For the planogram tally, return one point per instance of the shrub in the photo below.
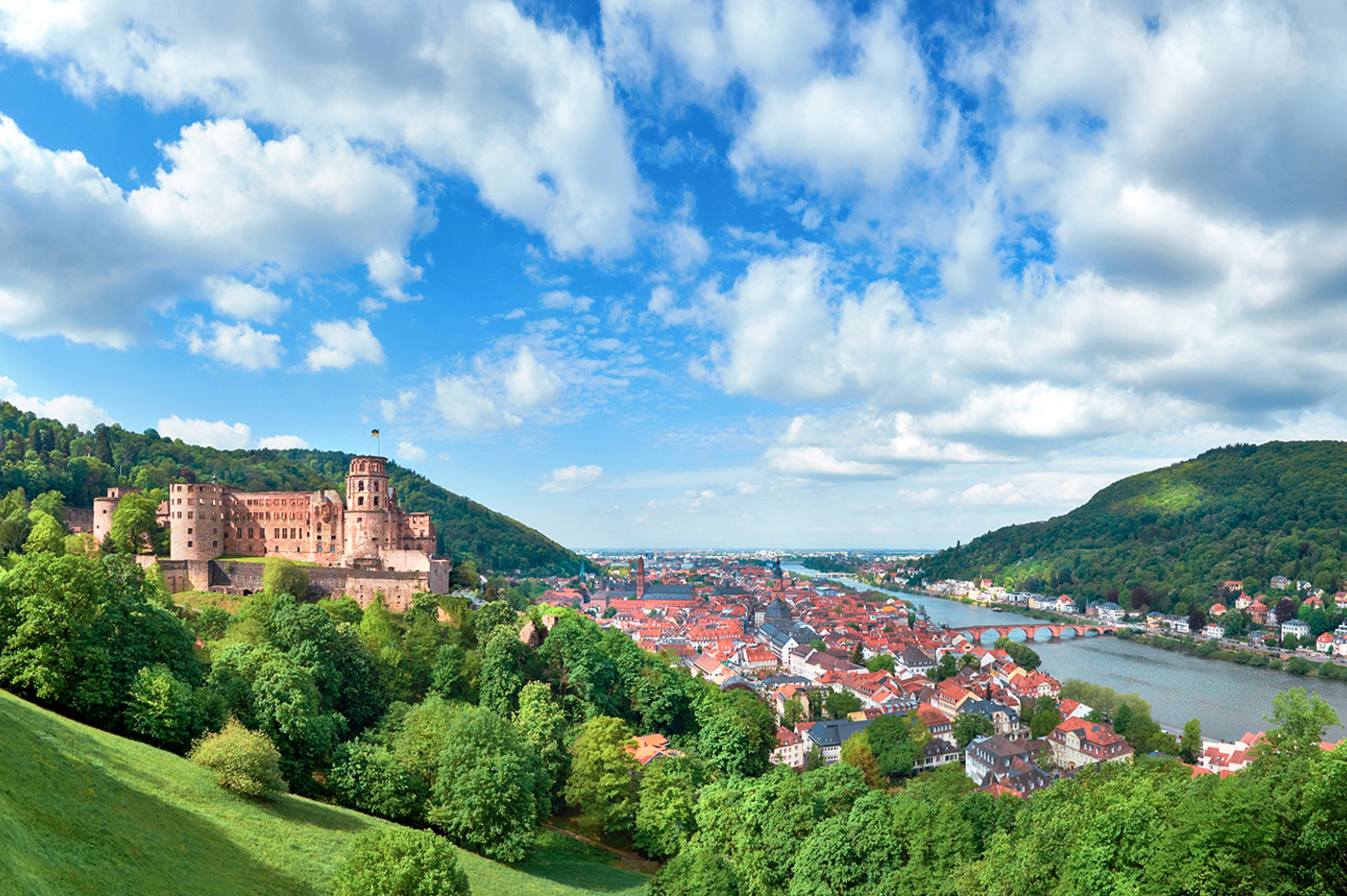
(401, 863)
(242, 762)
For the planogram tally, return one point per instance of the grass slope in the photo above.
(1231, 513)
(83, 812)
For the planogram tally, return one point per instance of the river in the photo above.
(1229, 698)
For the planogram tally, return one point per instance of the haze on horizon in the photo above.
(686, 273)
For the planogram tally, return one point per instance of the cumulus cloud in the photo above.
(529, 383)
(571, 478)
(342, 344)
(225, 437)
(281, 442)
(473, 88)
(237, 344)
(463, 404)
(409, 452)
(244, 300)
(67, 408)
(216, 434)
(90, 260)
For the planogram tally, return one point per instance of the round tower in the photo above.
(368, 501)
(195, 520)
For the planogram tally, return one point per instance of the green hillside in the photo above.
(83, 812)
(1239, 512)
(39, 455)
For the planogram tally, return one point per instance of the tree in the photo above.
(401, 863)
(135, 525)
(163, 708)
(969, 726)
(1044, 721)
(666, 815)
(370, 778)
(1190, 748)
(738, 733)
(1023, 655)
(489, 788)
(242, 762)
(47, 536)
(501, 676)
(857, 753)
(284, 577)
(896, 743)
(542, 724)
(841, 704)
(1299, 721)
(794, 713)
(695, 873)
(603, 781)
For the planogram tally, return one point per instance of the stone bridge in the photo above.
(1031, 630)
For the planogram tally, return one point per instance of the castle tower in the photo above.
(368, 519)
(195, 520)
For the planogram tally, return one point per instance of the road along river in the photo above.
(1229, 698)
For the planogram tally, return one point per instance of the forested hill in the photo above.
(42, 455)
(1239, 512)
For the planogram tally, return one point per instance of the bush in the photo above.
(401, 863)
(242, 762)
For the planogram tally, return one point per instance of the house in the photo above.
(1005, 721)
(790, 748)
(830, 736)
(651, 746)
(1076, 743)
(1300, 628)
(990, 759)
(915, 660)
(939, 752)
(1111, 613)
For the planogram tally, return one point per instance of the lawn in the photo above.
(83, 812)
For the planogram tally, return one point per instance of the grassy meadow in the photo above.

==*==

SET PROBLEM —
Copy the records word for word, starting at the line that contains "castle tower in the photo above." and going through the very end of the records.

WRITTEN SOLUTION —
For the planogram tally, return one point per instance of the castle tower in the photo above.
(368, 519)
(195, 520)
For the planogram tally, return one point per instance of the road along river in the photo above.
(1229, 698)
For the planogram tally, return one point per instance of the forested hill in the photo above.
(42, 455)
(1239, 512)
For the planogram tally, return one point per instance of the bush in the photo above.
(401, 863)
(242, 762)
For the planogram tally, return one point per instance of the house in the photo above.
(1005, 721)
(790, 748)
(830, 736)
(651, 746)
(1076, 743)
(1300, 628)
(990, 759)
(915, 660)
(939, 752)
(1111, 613)
For the planogram tally, return one point per instance of the lawn in the photo above.
(83, 812)
For the planogram tally, return one point per instance of the grassy meadow in the photo above.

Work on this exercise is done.